• [Action item]
Copy exactly the lines of the data below that run from the line holding "Objective — drop a marker on each instance of the red" through the line holding "Objective — drop a marker on each instance of the steep", both ends included.

• [Supplied records]

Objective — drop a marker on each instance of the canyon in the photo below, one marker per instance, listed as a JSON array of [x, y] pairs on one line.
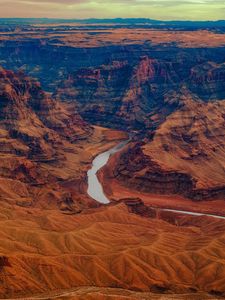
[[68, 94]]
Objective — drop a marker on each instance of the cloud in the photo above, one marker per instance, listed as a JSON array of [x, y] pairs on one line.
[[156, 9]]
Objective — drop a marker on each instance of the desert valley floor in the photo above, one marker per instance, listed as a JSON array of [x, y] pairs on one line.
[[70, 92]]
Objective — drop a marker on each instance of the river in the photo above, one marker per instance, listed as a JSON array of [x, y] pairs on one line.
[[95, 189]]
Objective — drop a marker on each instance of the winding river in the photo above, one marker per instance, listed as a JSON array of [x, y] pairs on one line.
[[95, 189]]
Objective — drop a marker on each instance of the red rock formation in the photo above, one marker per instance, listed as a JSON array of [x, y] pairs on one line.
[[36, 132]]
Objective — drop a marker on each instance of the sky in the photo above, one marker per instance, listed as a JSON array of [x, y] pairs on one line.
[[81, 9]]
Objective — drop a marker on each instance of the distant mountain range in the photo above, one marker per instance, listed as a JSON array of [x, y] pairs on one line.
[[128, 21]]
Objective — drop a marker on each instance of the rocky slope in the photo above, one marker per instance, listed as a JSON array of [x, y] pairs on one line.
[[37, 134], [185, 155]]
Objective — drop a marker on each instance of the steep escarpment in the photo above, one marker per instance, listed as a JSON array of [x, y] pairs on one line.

...

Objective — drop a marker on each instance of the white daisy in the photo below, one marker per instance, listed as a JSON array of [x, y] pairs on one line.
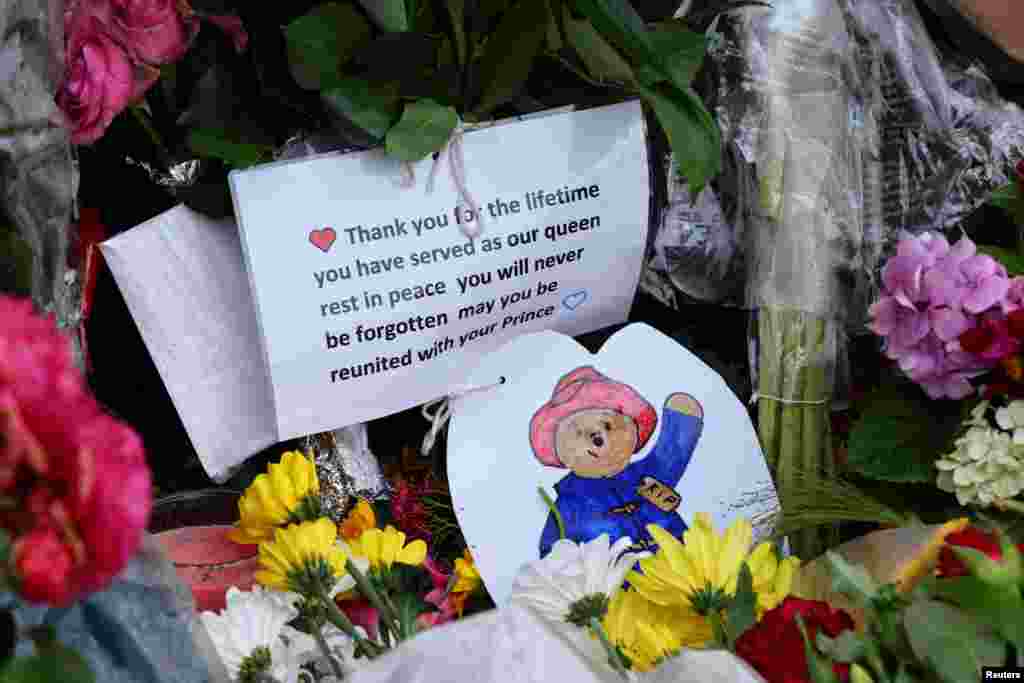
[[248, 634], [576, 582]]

• [Task answer]
Objective — drop a marker on each instance of the red rock formation in the photo above, one marker per instance, listed as a JSON array of [x, y] pairs on one line.
[[36, 132]]
Objective — drop a marker on each instance of the sky in the photo above, one marker per instance, listed as a JSON array of [x, y] pairs on one line.
[[81, 9]]
Objective — drop a marker on each instance of the distant mountain range in the photo above, one marker per instance, listed as a JSON array of [x, y] pairs on one line.
[[128, 21]]
Objective — drop a marker on each instance of the rocky slope in the photo above, one marker per instance, listed as a JSON array of [x, y] pairs on one line.
[[37, 134], [185, 155]]
Objective — drop a marker on each instance of the steep escarpment in the photo above, one marker per instance, listed as a JSON array of [x, y] pairs on one line.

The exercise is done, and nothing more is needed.